[Begin Entries provided]

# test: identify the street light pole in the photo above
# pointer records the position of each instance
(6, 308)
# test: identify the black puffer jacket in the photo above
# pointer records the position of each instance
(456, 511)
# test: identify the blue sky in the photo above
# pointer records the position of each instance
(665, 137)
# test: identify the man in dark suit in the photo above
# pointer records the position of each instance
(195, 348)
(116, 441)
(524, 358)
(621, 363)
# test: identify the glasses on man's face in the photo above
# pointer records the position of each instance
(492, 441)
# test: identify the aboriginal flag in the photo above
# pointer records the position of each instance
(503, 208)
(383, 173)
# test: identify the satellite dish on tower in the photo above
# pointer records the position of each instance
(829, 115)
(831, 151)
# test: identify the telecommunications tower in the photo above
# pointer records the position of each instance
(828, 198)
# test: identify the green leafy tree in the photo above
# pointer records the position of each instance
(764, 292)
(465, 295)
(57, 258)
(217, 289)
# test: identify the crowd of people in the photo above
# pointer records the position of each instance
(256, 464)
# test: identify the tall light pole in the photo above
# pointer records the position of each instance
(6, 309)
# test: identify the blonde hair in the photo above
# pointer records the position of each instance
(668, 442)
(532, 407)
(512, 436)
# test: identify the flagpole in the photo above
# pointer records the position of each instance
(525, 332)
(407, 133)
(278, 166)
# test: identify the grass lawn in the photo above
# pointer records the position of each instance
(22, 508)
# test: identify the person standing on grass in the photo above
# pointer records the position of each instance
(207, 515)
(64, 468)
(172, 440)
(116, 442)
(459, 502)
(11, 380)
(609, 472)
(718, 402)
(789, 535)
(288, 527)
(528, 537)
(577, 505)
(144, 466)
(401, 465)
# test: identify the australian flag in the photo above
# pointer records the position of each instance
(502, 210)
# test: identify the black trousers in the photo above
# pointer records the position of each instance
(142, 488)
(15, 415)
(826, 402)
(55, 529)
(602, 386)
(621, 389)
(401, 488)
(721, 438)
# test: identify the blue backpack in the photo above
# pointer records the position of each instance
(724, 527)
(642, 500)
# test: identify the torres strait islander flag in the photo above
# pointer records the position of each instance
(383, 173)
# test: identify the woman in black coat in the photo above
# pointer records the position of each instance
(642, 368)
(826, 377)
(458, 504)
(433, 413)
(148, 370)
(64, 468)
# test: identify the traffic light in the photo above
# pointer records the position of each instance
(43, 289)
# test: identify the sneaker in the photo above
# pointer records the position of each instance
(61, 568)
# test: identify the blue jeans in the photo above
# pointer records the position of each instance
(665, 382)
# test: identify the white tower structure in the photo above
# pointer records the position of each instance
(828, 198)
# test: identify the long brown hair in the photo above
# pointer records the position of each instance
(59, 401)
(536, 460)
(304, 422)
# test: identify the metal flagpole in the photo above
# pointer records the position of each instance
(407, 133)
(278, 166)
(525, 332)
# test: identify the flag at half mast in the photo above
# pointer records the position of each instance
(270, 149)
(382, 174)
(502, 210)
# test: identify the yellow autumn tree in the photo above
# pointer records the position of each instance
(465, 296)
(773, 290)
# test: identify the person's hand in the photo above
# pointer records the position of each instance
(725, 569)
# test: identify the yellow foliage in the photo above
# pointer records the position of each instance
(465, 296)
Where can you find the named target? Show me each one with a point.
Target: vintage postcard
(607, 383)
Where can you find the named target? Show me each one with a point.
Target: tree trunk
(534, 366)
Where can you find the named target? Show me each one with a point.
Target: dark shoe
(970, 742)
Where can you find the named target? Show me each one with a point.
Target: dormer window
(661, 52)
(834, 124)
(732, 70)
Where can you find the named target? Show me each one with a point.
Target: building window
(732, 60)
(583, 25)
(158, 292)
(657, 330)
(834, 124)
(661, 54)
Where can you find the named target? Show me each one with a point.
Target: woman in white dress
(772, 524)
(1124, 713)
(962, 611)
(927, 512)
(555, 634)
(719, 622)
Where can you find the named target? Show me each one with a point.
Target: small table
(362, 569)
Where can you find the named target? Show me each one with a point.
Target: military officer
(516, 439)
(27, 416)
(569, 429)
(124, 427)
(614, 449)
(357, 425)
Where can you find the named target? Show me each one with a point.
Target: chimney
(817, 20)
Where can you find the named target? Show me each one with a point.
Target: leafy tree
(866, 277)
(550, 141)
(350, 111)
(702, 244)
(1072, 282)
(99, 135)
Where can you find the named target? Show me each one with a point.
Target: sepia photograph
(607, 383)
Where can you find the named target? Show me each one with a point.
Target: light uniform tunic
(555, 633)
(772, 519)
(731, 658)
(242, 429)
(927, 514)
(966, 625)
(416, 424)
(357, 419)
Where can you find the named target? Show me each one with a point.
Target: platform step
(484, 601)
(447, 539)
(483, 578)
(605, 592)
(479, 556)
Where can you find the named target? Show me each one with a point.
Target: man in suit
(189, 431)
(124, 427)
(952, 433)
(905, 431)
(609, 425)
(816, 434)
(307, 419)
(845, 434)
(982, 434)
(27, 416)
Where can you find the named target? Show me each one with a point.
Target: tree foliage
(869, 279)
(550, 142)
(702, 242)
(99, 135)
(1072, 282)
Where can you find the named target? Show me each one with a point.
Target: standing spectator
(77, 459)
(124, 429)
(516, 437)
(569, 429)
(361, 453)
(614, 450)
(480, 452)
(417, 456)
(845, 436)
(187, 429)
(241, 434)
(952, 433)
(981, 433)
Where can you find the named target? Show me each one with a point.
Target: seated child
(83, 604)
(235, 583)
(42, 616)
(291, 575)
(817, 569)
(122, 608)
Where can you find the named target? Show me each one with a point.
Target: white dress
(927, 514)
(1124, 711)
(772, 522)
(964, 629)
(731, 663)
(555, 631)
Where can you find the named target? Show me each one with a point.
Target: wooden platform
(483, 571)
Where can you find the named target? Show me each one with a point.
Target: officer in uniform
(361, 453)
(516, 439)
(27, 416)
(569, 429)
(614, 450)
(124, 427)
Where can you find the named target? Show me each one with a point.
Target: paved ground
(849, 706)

[End Entries provided]

> [What needs to be done] Using the listing above, please repeat every entry exactly.

> [Complete output]
# test: identify the street light pole in the photo above
# pointer records the position of each instance
(6, 308)
# test: identify the black puffer jacket in the photo above
# pointer records the position of each instance
(456, 511)
# test: identify the blue sky in the photo above
# pointer records the position of each instance
(665, 137)
# test: identify the man in dark suit in the photo above
# pointer records the position of each instance
(195, 348)
(116, 441)
(524, 358)
(621, 363)
# test: identify the glasses on man's face in the photo above
# pointer records the position of each instance
(492, 441)
# test: identify the aboriginal flag in the photo above
# pointer records the position of each instance
(503, 208)
(383, 173)
# test: identify the satellite dish on tower in the photo above
# pointer records the position of each instance
(829, 115)
(831, 151)
# test: identify the telecommunications tower in the photo above
# pointer records the position of each instance
(828, 198)
# test: identify the green leafy tree in the photo above
# pointer records the position of each instance
(764, 292)
(465, 295)
(57, 258)
(217, 289)
# test: identify the crowd of people in the photo above
# pointer records the position of each instance
(256, 464)
# test: identify the tall light pole in the photo above
# pointer records the position of each instance
(6, 309)
# test: identify the blonde hair in the photo above
# pointer records the position of each instance
(668, 442)
(532, 407)
(512, 436)
# test: identify the flagpole in the photo above
# pointer records the position of each instance
(525, 332)
(407, 133)
(278, 166)
# test: identify the grass lawn in the photo above
# pointer records the position of each instance
(22, 508)
# test: identify the person standing on grass in the photo above
# pointer records the position of each instance
(207, 515)
(64, 468)
(172, 440)
(116, 442)
(459, 502)
(11, 380)
(609, 472)
(718, 402)
(789, 535)
(288, 527)
(528, 537)
(577, 505)
(144, 466)
(401, 465)
# test: identify the australian flag in the photo above
# pointer records the position of each instance
(502, 210)
# test: identify the black trousers in the photo above
# pointer records the position of each instance
(142, 488)
(15, 415)
(826, 402)
(55, 529)
(602, 386)
(621, 389)
(401, 488)
(721, 438)
# test: identify the blue backpack in the photo above
# pointer records the position of each instance
(724, 527)
(642, 500)
# test: identify the torres strait islander flag in the photo above
# pointer records the position of each instance
(383, 173)
# test: identify the woman in black coat in the photo above
# pointer records the position of each instance
(642, 368)
(826, 377)
(458, 504)
(433, 413)
(148, 370)
(64, 468)
# test: identify the traffic light in the photo above
# pointer records the position of each instance
(43, 289)
# test: identify the sneaker in the photo above
# pointer records the position of each instance
(61, 568)
# test: identify the blue jeans in the photo above
# pointer records the position of each instance
(665, 382)
# test: identify the white tower structure in the photo above
# pointer records the position of each instance
(828, 198)
# test: identify the long brown hair in the photo above
# pointer records the position of each instance
(59, 401)
(536, 460)
(304, 422)
# test: identify the metal flagpole in the photo above
# pointer records the position of each instance
(407, 133)
(278, 166)
(525, 332)
# test: identify the flag at half mast in the photo above
# pointer records the position of each instance
(270, 149)
(382, 174)
(502, 210)
# test: identify the yellow autumn tree in the photo above
# pointer records the position of each instance
(465, 296)
(773, 290)
# test: identify the person's hand in the photo above
# pointer records the position of each instance
(725, 569)
# test: identify the yellow foliage in the photo above
# pointer records the position of each instance
(465, 296)
Where can you find the named target? Show me each one with a point.
Target: vintage postcard
(607, 383)
Where can you find the named target? Show me each one with a point.
Target: tree trunk
(534, 366)
Where can you find the named target? Show me each one with a point.
Target: dark shoe
(970, 742)
Where can you find the named target? Show me each one with a point.
Target: dormer window
(661, 52)
(834, 124)
(732, 70)
Where can you find the named target? Show me each one with a point.
Target: building window
(732, 60)
(583, 25)
(158, 292)
(657, 330)
(834, 124)
(661, 54)
Where can you find the named target? Show me each one with a point.
Target: woman in white dress
(772, 524)
(1124, 713)
(962, 611)
(927, 512)
(555, 634)
(719, 622)
Where can you find the named target? Show me each one with a point.
Target: small table
(362, 569)
Where can you find the named target? Show me each one with a point.
Target: military officer
(516, 439)
(27, 416)
(569, 429)
(124, 427)
(614, 449)
(357, 425)
Where can you find the named target? Show me each one with a point.
Target: chimney
(817, 20)
Where can you find the named target? Show me each one with a point.
Target: leafy tree
(866, 277)
(550, 141)
(350, 111)
(702, 244)
(1072, 282)
(99, 135)
Where can you find the named target? Show me each one with a point.
Target: sepia photograph
(607, 383)
Where can you find the named target? Show me each one with a point.
Target: light uniform tunic
(555, 633)
(772, 519)
(731, 658)
(242, 429)
(927, 514)
(966, 625)
(416, 424)
(357, 419)
Where can you find the named target? Show me each one with a point.
Target: platform step
(484, 601)
(447, 539)
(483, 578)
(605, 592)
(479, 556)
Where can you find the named target? Show me each one with a point.
Target: man in suit
(189, 431)
(124, 427)
(952, 433)
(905, 431)
(609, 425)
(816, 434)
(307, 419)
(845, 434)
(982, 434)
(27, 416)
Where can you find the named target? Show me each one with a point.
Target: tree foliage
(869, 279)
(550, 142)
(702, 242)
(99, 135)
(1072, 282)
Where can you find the named target? Show me each one with a point.
Target: standing spectator
(77, 459)
(124, 429)
(516, 437)
(569, 429)
(361, 453)
(614, 450)
(480, 452)
(417, 456)
(845, 436)
(187, 429)
(241, 434)
(952, 433)
(981, 433)
Where can you find the named target? Show me each one with a point.
Target: seated child
(83, 604)
(235, 583)
(42, 616)
(291, 575)
(817, 569)
(122, 608)
Where can you find the named target? Show me each one with a point.
Target: white dress
(927, 514)
(1124, 711)
(772, 522)
(964, 629)
(731, 663)
(555, 631)
Where can you find the named target? Show me each one with a point.
Target: wooden platform
(483, 571)
Where can you find the named target? Show me each one with a point.
Target: officer in uniform
(361, 453)
(516, 439)
(27, 416)
(569, 429)
(614, 450)
(124, 427)
Where can you find the named target? Show me each one with a point.
Target: paved ground
(849, 706)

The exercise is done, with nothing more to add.